**** PASSAGE

Your brain is the most sophisticated and irreplaceable piece of equipment you bring to any shoot. But this fantastically complex machine is also littered with mental glitches called cognitive biases.
These deviations from rational behavior come with “just being human,” but the disturbing part is we don’t think they’re irrational since we can explain to ourselves why we think the way we do. That’s exactly why cognitive biases are so insidious: they are natural.
Since everyone is subject to this bias blind spot, it seems trivial. But these biases affect your photography from planning, to packing, to execution: they prevent you from getting better. By recognizing these biases for what they are, you can counter them to improve your travel photography—and every other area of your life.
So stop working against yourself and learn to spot these brain quirks in your own thinking. As Spock would say, “It’s only logical.”
Sunk Cost Fallacy: “Just Make the Best of It”

********

**REQUIREMENTS:**
A. List the stages of photography that the article on cognitive biases says these biases affect.
B. Continue the article on cognitive biases in travel photography from the point at which it stops.
The records after this point come from a separate source and are unrelated to the article.

**** RECORD SET

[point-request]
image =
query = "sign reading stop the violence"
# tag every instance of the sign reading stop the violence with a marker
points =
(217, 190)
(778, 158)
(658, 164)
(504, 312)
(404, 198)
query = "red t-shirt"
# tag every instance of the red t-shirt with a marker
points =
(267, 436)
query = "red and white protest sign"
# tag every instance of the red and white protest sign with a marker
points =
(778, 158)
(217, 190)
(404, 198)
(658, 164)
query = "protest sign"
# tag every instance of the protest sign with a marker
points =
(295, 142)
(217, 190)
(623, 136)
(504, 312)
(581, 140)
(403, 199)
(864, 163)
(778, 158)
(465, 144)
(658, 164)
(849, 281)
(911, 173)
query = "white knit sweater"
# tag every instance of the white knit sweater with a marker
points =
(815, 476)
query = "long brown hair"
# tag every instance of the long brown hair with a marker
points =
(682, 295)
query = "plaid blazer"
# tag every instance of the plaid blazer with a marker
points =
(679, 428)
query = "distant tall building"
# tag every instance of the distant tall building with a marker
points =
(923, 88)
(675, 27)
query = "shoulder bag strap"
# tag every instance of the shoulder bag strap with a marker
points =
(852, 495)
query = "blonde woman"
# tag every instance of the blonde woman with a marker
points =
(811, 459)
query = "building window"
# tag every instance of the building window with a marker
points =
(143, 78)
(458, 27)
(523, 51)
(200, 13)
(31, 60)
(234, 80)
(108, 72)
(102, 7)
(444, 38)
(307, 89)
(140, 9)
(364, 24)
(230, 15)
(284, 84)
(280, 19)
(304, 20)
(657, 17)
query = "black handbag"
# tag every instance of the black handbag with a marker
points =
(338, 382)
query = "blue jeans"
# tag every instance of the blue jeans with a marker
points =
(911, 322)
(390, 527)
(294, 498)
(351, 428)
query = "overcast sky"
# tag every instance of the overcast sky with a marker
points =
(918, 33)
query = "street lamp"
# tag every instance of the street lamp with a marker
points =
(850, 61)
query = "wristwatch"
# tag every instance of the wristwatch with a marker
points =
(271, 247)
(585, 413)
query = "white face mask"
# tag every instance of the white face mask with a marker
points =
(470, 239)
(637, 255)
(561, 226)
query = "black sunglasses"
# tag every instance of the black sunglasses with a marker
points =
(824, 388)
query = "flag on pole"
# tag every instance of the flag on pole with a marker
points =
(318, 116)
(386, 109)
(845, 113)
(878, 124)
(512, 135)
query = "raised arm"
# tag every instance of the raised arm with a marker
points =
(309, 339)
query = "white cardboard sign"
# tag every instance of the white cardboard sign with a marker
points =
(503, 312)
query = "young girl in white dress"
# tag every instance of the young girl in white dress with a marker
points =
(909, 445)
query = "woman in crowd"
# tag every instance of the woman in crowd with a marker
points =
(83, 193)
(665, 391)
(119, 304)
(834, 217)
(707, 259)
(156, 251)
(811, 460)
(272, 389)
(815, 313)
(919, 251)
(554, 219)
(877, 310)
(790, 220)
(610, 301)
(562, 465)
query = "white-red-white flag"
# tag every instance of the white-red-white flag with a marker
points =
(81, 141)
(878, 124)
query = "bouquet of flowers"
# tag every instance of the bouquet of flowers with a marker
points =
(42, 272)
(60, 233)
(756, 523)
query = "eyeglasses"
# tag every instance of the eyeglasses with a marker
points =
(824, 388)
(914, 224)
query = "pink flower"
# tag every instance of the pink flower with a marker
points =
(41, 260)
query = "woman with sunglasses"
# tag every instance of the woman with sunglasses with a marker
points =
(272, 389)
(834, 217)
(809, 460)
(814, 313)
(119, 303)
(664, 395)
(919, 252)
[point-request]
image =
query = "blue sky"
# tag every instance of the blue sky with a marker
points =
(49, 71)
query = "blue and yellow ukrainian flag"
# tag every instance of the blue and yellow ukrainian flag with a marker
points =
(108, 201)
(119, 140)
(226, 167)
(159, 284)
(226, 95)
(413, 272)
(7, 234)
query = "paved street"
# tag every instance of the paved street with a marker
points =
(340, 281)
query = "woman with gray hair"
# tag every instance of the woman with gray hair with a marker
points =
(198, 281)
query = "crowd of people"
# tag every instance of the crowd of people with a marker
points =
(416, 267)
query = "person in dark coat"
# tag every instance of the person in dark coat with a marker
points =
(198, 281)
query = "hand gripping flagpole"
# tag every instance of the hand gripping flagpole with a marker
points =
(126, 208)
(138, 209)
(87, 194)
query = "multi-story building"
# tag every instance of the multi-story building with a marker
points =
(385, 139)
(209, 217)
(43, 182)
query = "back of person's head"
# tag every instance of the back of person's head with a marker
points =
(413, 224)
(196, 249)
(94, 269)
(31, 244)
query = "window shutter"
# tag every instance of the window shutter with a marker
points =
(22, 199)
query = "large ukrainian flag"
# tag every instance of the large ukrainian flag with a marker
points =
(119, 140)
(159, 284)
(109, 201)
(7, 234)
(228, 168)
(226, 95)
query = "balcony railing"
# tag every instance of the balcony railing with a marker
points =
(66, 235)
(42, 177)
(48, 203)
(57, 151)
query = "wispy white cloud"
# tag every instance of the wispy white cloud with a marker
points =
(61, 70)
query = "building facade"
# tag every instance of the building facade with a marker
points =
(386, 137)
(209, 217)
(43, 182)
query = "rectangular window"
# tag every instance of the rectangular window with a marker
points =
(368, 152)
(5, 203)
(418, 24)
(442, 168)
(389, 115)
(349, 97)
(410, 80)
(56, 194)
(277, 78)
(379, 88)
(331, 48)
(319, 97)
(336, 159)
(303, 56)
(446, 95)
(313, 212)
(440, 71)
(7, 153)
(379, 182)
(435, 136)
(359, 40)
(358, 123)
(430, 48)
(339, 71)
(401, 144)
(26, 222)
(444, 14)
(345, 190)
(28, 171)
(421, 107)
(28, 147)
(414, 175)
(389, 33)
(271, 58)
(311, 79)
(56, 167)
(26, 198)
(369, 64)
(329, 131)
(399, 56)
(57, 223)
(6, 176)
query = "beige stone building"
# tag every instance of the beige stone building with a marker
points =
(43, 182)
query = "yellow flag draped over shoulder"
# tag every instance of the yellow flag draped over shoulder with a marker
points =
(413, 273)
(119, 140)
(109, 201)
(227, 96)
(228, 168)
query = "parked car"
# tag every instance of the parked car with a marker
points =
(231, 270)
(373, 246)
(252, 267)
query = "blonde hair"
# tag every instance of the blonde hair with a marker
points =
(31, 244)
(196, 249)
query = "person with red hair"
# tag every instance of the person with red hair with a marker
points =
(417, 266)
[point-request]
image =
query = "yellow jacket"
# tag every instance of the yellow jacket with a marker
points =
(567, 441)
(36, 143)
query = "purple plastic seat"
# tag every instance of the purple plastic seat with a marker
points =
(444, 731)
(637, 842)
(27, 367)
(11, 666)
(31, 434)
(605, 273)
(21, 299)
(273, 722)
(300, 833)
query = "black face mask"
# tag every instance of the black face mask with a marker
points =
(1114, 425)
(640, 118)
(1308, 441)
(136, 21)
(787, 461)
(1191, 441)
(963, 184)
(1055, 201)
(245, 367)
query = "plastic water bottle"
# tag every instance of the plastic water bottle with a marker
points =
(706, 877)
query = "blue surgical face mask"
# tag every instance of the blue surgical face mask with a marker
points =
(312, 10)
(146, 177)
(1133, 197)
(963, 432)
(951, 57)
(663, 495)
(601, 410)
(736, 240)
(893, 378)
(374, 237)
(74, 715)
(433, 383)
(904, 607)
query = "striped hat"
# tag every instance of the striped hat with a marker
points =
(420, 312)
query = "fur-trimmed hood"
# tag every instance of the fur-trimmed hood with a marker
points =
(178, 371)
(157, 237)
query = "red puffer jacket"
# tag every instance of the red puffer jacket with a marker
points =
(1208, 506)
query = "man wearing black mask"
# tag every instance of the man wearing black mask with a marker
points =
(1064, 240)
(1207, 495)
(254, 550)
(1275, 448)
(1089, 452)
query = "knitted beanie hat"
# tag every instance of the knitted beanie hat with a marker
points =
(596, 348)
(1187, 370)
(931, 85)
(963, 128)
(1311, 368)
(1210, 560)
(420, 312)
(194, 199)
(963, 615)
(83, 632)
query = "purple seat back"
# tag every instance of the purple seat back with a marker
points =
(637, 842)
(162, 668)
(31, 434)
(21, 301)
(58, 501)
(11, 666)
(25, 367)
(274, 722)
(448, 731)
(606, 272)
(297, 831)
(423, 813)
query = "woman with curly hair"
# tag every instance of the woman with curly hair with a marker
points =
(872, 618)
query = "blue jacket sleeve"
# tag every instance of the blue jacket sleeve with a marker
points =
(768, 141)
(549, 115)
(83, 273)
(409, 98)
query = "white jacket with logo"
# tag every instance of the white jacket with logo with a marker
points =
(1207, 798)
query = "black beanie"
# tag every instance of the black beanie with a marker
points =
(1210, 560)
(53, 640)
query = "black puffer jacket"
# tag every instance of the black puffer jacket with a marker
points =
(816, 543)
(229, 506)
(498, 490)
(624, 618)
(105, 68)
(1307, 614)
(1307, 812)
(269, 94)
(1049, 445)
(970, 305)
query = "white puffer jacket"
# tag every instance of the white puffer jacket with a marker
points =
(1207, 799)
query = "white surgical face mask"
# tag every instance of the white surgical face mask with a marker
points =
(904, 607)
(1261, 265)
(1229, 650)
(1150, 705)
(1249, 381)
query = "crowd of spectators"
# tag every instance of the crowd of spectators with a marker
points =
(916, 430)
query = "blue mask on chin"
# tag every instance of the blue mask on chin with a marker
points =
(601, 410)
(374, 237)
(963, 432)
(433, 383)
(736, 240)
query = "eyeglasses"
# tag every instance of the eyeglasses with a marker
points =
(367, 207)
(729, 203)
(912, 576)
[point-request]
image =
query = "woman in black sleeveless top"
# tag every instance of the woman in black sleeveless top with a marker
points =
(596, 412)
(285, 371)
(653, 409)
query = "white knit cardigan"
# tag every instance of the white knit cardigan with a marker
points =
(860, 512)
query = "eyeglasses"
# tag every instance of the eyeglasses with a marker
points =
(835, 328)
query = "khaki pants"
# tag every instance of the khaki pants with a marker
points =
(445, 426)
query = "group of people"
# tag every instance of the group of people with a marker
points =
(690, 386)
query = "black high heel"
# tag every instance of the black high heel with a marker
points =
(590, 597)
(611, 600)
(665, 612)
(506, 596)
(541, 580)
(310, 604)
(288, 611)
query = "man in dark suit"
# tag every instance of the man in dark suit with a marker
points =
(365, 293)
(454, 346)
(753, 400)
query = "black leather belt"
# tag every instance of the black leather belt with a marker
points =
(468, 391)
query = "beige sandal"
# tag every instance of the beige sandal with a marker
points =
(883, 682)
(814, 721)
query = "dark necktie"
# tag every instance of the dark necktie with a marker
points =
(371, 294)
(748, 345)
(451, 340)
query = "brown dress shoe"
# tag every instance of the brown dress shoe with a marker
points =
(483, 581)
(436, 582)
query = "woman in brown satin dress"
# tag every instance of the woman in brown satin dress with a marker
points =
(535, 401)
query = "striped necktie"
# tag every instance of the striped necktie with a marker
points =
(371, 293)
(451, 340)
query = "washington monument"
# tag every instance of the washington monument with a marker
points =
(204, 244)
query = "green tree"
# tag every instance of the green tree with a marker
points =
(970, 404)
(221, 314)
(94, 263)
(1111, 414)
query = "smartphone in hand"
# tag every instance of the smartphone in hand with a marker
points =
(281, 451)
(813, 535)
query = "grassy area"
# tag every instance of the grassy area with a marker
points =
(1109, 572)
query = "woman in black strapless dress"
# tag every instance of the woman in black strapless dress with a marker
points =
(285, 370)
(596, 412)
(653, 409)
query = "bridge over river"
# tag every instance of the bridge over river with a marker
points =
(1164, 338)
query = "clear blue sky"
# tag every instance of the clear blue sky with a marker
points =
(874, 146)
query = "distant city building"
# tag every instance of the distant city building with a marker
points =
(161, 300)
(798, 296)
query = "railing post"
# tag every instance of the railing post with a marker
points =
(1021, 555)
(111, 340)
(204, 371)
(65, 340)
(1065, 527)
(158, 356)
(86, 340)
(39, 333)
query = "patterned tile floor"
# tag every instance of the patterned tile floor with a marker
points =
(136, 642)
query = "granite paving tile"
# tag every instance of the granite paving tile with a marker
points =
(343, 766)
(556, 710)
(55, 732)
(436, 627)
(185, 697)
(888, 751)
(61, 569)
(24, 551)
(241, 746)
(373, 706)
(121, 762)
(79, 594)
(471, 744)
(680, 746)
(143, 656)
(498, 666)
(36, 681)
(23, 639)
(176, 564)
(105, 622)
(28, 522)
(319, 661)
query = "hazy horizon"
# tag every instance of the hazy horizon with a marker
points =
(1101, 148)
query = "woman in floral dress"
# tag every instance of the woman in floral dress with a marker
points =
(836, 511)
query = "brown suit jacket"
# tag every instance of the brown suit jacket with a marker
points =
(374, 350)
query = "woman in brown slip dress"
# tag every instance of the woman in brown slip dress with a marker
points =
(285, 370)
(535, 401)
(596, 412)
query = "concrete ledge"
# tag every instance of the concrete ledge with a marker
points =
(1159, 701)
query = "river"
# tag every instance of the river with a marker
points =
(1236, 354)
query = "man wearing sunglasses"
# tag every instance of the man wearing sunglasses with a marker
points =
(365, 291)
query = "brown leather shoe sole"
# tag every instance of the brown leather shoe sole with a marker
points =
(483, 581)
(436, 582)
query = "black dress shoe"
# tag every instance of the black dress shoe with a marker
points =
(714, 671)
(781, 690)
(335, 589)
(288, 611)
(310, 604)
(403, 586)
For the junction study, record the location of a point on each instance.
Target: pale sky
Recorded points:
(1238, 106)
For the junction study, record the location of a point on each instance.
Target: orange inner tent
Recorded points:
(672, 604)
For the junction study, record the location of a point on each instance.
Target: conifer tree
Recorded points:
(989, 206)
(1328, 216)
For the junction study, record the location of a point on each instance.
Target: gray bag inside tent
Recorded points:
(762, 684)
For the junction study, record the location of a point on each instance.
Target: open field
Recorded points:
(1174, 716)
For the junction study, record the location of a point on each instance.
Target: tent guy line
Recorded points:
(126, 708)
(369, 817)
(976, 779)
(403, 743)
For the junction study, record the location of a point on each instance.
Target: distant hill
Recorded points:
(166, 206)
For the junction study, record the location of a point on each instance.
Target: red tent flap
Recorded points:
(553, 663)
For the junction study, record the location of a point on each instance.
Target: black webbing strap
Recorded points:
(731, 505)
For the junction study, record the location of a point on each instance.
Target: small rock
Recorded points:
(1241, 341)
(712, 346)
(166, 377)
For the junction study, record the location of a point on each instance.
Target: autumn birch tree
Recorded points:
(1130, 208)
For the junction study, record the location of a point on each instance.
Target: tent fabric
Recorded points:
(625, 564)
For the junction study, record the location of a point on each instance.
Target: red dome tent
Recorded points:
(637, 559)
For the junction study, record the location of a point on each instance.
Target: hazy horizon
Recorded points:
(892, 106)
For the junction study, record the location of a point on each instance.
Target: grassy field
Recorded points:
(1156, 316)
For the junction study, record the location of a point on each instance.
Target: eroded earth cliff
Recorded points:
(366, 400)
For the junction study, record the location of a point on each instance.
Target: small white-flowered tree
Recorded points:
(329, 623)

********

**RESPONSES TO THE TASKS:**
A. Planning, packing, execution

B.
“Insanity is knowing that what you’re doing is completely idiotic, but still, somehow, you just can’t stop it.” —Elizabeth Wurtzel
The worst of the bunch: the Sunk Cost Fallacy affects every aspect of your life because it is disguised with a tinge of rationality. It was my single greatest obstacle to adopting the digital nomad lifestyle to travel full-time.
Thanks to a phenomenon called Loss Aversion Bias, we prefer to minimize losses over maximizing gains. So when we waste time, money, or effort on a choice, we stick with the bad choice instead of shifting gears—we allow the sunk cost to influence our decisions when it shouldn’t.
If you’ve tried to declutter or sell off some unused camera equipment recently, you probably butted heads with sunk cost. You invested a lot of time and money in these (now unused) things, so it seems like a waste to toss them. But since you can’t recover the cost, holding on to them actually keeps costing you: storage space, smashed toes, moving fees, anxiety, and even opportunities to move to a new place.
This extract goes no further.